▶ WHAT THIS TASK INVOLVES
Update the lines below by changing every "red ceramic piece" to "red clay shard" and leaving everything else as it is. Omit the pictures.

___

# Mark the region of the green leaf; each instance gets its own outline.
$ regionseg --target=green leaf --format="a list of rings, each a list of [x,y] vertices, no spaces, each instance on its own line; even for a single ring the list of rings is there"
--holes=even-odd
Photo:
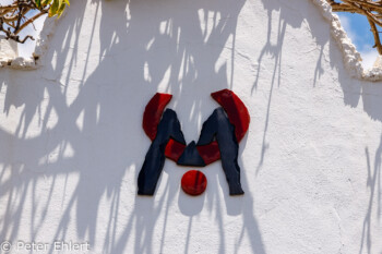
[[[43,7],[46,7],[51,3],[51,0],[43,0],[41,4]]]
[[[62,2],[60,8],[57,11],[57,19],[59,19],[62,15],[63,10],[65,10],[65,7],[67,7],[67,4],[64,2]]]

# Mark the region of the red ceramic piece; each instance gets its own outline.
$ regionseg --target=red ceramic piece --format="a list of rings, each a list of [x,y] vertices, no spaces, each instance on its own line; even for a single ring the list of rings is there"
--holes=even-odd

___

▶ TASK RESULT
# Mark the region of the green leaf; each instance gets its own outline.
$ regionseg --target=green leaf --format="a list of rings, each a list of [x,y] vertices, no spaces, each instance on its own line; even for a single ring the list of rings is there"
--holes=even-odd
Photo:
[[[43,7],[46,7],[51,3],[51,0],[43,0],[41,4]]]
[[[62,2],[60,8],[57,11],[57,19],[59,19],[62,15],[63,10],[65,10],[65,7],[67,7],[67,4],[64,2]]]

# Mark the region of the red clay shard; each instance gets its own outline.
$ regionseg --target=red clay shard --format="a list of rings, each a list of [x,y] vertices, no spaces, each instance on its own line; even for a single ring the list of rings is there"
--holes=even-odd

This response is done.